PASSAGE PROVIDED:
I’ve been writing about the nascent plan, on the part of a few Senators who want to avoid hard decisions, to establish a FISA Court to review Drone (and/or Targeted Killings) of American citizens.
A number of people presumably think it’d be easy. Just use the AUMF — which authorizes the President “to use all necessary and appropriate force against those nations, organizations, or persons he determines planned, authorized, committed, or aided the terrorist attacks that occurred on September 11, 2001, or harbored such organizations or persons, in order to prevent any future acts of international terrorism against the United States” — and attach some kind of measure of the seriousness of the threat, and voila! Rubber-stamp to off an American.

THE TASKS:
1. Reproduce the passage on a FISA Court for drone killings word for word, from "I’ve been writing" up to and including "of American citizens.".
2. According to the AUMF wording quoted in the passage on a FISA Court for drone killings, what three kinds of targets may force be used against?
3. Extend the piece about a FISA Court reviewing drone killings of American citizens by writing what comes after its final sentence.

DATASET EXCERPT:
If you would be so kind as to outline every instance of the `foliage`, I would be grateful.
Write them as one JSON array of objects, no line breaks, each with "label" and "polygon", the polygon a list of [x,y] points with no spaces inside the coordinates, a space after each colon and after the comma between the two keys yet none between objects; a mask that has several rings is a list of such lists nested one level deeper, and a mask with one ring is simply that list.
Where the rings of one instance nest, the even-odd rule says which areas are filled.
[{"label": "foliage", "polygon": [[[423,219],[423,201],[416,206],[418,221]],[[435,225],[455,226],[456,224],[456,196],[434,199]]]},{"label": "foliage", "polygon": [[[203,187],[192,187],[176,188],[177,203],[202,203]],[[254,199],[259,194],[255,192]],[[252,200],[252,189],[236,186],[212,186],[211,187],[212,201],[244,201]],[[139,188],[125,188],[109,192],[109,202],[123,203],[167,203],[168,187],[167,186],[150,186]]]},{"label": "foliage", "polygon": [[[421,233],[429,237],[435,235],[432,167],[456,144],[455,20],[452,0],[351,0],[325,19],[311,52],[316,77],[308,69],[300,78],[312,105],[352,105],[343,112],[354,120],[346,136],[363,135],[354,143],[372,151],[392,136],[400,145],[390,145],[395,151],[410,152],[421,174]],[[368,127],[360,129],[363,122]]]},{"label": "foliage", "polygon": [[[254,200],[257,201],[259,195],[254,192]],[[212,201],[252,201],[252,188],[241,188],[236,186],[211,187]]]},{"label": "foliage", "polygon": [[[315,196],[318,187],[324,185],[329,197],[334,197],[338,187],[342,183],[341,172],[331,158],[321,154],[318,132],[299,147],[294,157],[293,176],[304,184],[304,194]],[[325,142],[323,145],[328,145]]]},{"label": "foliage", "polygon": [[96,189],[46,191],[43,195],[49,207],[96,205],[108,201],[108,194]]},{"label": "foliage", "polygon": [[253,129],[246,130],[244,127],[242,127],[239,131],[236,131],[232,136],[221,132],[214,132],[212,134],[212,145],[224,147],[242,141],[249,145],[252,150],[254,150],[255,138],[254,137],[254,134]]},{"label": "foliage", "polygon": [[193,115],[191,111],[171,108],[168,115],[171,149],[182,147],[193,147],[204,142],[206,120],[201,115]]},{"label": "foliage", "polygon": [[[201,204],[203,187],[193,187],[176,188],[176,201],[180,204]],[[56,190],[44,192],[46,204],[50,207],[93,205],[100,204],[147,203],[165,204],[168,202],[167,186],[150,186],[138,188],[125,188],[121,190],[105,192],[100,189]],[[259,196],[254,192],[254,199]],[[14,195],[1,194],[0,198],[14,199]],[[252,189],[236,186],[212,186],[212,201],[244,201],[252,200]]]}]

TASK-BY-TASK ANSWERS:
1.
I’ve been writing about the nascent plan, on the part of a few Senators who want to avoid hard decisions, to establish a FISA Court to review Drone (and/or Targeted Killings) of American citizens.

2. nations, organizations, persons

3.
And while that may while be how it would work in practice, even assuming the reviews would be halfway as thorough as the Gitmo habeas cases (with the selective presumption of regularity for even obviously faulty intelligence reports adopted under Latif, as well as the “military age male” standard adopted under Uthman, habeas petitions are no longer all that meaningful), that would still mean the Executive could present any laughably bad intelligence report showing a military aged male was hanging around baddies to be able to kill someone. The Gitmo habeas standard would have authorized the killing of Abdulrahman al-Awlaki, in spite of the fact that no one believes he was even a member of AQAP.
Then there’s the problem introduced by the secrecy of the Drone (and/or Targeted Kiling) Court. One of the several main questions at issue in US targeted killings has always been whether the group in question (AQAP, in the case of Anwar al-Awlaki, which didn’t even exist on 9/11) and the battlefield in question (Yemen, though the US is one big question) is covered by the AUMF.
Congress doesn’t even know the answers to these questions. The Administration refuses to share a list of all the countries it has already used lethal counterterrorism authorities in.
So ultimately, on this central issue, the Drone (and/or Targeted Killing) Court would have no choice but to accept the Executive’s claims about where and with whom we’re at war, because no list exists of that, at least not one Congress has bought off on.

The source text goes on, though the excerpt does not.